Dataset records
^^^^^^^^^^^^^^^^

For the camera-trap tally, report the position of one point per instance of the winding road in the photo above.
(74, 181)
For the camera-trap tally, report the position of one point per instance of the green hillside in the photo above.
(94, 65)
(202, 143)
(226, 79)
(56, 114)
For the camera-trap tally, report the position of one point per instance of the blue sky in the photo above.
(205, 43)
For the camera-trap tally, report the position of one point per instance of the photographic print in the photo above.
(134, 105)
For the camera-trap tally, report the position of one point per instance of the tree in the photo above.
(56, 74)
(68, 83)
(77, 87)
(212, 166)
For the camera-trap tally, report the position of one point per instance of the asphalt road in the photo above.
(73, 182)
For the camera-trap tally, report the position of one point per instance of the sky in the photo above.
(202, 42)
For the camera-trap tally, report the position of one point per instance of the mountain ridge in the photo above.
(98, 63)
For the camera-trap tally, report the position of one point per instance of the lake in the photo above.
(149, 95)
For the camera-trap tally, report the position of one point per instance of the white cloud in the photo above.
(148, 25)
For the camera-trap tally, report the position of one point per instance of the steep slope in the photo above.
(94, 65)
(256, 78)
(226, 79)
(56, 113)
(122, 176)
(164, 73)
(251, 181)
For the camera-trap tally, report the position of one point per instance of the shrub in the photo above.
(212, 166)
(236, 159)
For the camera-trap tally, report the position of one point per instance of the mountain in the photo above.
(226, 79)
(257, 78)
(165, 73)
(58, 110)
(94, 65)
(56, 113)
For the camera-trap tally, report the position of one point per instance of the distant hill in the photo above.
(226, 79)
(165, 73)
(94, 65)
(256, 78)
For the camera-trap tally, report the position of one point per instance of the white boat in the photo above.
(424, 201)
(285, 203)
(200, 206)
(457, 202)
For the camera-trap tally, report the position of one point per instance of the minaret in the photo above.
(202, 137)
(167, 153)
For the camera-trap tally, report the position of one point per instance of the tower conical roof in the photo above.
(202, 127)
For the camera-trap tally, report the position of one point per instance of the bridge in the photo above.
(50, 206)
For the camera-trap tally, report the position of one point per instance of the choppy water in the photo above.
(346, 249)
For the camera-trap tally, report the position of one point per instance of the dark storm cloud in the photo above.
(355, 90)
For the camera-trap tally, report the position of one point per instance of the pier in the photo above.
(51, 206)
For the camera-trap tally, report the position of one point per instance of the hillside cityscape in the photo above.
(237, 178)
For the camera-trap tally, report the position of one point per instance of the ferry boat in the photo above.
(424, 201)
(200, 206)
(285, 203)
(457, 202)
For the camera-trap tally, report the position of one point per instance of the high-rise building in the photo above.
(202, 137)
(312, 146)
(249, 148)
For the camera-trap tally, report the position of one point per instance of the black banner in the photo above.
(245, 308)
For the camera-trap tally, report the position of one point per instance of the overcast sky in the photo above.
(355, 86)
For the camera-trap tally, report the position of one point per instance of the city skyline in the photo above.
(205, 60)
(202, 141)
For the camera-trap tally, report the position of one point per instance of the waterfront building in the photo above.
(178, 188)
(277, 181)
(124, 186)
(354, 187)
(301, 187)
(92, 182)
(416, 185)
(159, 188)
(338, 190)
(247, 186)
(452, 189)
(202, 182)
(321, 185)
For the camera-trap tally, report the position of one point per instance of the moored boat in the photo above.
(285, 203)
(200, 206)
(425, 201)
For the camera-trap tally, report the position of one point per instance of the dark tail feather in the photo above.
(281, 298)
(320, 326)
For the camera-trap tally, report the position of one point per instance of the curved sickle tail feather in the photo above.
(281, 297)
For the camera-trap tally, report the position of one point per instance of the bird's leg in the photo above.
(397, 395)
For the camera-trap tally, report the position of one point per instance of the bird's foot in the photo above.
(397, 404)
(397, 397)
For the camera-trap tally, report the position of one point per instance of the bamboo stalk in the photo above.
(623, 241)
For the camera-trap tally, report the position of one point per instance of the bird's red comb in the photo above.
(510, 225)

^^^^^^^^^^^^^^^^

• [AIM OF THE EXERCISE]: Every record, start to finish: reproduce it word for word.

• [TASK OUTPUT]:
For the camera-trap tally, report the position of one point per instance of the winding road in the photo above.
(74, 181)
For the camera-trap tally, report the position of one point per instance of the green hillside in the photo above.
(94, 65)
(202, 143)
(226, 79)
(56, 114)
For the camera-trap tally, report the position of one point per instance of the blue sky in the photo above.
(205, 43)
For the camera-trap tally, report the position of one point per instance of the photographic print in the photo above.
(134, 105)
For the camera-trap tally, report the position of one point per instance of the tree in the photo above.
(56, 74)
(68, 83)
(77, 87)
(212, 166)
For the camera-trap tally, report the position of one point per instance of the asphalt road in the photo above.
(73, 182)
For the camera-trap tally, report the position of one point per instance of the sky in the photo above.
(202, 42)
For the camera-trap tally, report the position of one point per instance of the mountain ridge in the photo above.
(98, 63)
For the camera-trap tally, report the position of one point per instance of the lake in the photo above.
(149, 95)
For the camera-trap tally, report the position of one point per instance of the white cloud in the photo above.
(148, 25)
For the camera-trap tally, report the position of one point per instance of the steep slope in the photo above.
(94, 65)
(256, 78)
(226, 79)
(56, 113)
(122, 176)
(164, 73)
(251, 181)
For the camera-trap tally, report the position of one point per instance of the shrub in the photo above.
(212, 166)
(236, 159)
For the camera-trap tally, report the position of one point per instance of the mountain in the photo above.
(226, 79)
(257, 78)
(165, 73)
(58, 110)
(94, 65)
(56, 113)
For the camera-trap tally, report the position of one point per instance of the distant hill in the photo above.
(226, 79)
(165, 73)
(94, 65)
(256, 78)
For the camera-trap tally, report the position of one point per instance of the white boat in the photo above.
(424, 201)
(285, 203)
(200, 206)
(457, 202)
For the camera-trap tally, report the position of one point per instance of the minaret in the photo above.
(202, 137)
(167, 153)
For the camera-trap tally, report the position of one point per instance of the tower conical roof in the photo above.
(202, 127)
For the camera-trap tally, report the position of one point per instance of the bridge in the photo above.
(50, 206)
For the camera-trap tally, report the position of one point per instance of the choppy water in the photo above.
(346, 249)
For the camera-trap tally, report the position of one point per instance of the dark storm cloud in the photo above.
(355, 90)
For the camera-trap tally, report the position of one point per instance of the pier in the photo above.
(51, 206)
For the camera-trap tally, report the position of one point per instance of the hillside cityscape in the photo above.
(237, 178)
For the camera-trap tally, report the position of one point per instance of the ferry boat in the photo above.
(424, 201)
(200, 206)
(285, 203)
(457, 202)
For the camera-trap tally, report the position of one point per instance of the high-rise building in the photo above.
(202, 137)
(312, 146)
(249, 148)
For the camera-trap tally, report the position of one point per instance of the black banner in the photo above.
(245, 308)
For the camera-trap tally, report the position of one point per instance of the overcast sky in the photo above.
(355, 86)
For the camera-trap tally, report the position of one point per instance of the city skyline in the photo above.
(205, 60)
(202, 141)
For the camera-trap tally, report the position of one point per instance of the waterfront building in the photo above.
(178, 188)
(277, 181)
(124, 186)
(354, 187)
(301, 187)
(92, 182)
(416, 185)
(159, 188)
(338, 190)
(247, 186)
(452, 189)
(202, 182)
(321, 185)
For the camera-trap tally, report the position of one point per instance of the moored boat in the photo above.
(285, 203)
(200, 206)
(425, 201)
For the camera-trap tally, report the position of one point per instance of the dark tail feather in the photo above.
(281, 298)
(320, 326)
For the camera-trap tally, report the position of one point per instance of the curved sickle tail feather in the photo above.
(281, 297)
For the camera-trap tally, report the position of one point per instance of the bird's leg in the photo above.
(397, 395)
For the camera-trap tally, report the position of one point per instance of the bird's foot in the photo above.
(397, 404)
(397, 397)
For the camera-trap tally, report the position of one point per instance of the bamboo stalk in the photo above.
(623, 241)
For the camera-trap tally, report the position of one point per instance of the bird's red comb in the photo above.
(510, 225)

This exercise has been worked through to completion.